Consigna A:
Según el texto mostrado, ¿a quiénes colocaron Morente y Mairena en la base del canon flamenco?
Consigna B:
Indica si cada afirmación concuerda con el texto mostrado y responde sí o no, citando literalmente las palabras que lo deciden: (i) Para Morente y Mairena, la voz era lo más importante del cante. (ii) Morente y Mairena siguieron una vía genealógica. (iii) El texto sitúa a Chacón y a Torre en lugares distintos.

Texto mostrado:

Muchas veces se pone a Morente y a Mairena en extremos distintos de la dialéctica flamenca. Al fin y al cabo los dos optaron por poner a los Pavón, a Tomás Pavón y a su hermana La Niña de los Peines, en la base del canon flamenco. Desde mi punto de vista, los dos usaban las mismas herramientas a la hora de entender las tensiones formales del cante y los dos pusieron la misma atención, con mayor o menor fortuna, a los desplazamientos entre letras, músicas y ritmos. Eso era más importante que la voz, que en el flamenco se democratiza, es diversa, se multiplica por mil. Los dos eran conscientes de que los avances de la técnica habían abierto hasta el infinito la voz flamenca y, desde Agujetas El Viejo hasta Porrina de Badajoz, desde Paco Toronjo hasta Juanito Valderrama, todos los tonos, todas las afinaciones, todas las texturas cabían en el flamenco. Después, claro, había un reparto de lo sensible, y en ese reparto ellos, cada uno de ellos, tomaba su partido. Los dos tomaron una vía genealógica y si Mairena no se hubiera gastado reivindicando a Manuel Torre, Morente no hubiera salido con la bandera de Antonio Chacón cuando, en puridad, Chacón y Torre están los dos en el mismo sitio.

Listado:
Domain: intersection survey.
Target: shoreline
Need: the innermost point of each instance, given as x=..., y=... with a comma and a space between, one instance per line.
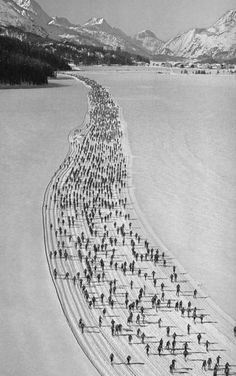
x=131, y=194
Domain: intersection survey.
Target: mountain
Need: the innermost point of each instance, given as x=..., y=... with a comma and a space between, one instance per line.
x=100, y=30
x=12, y=13
x=148, y=40
x=218, y=41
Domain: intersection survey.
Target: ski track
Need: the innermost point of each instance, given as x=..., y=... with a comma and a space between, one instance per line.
x=98, y=342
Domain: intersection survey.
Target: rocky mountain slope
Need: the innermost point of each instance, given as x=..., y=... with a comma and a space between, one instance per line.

Respuesta A:
A los Pavón: Tomás Pavón y su hermana La Niña de los Peines.

Respuesta B:
(i) No: "Eso era más importante que la voz".
(ii) Sí: "Los dos tomaron una vía genealógica".
(iii) No: "Chacón y Torre están los dos en el mismo sitio".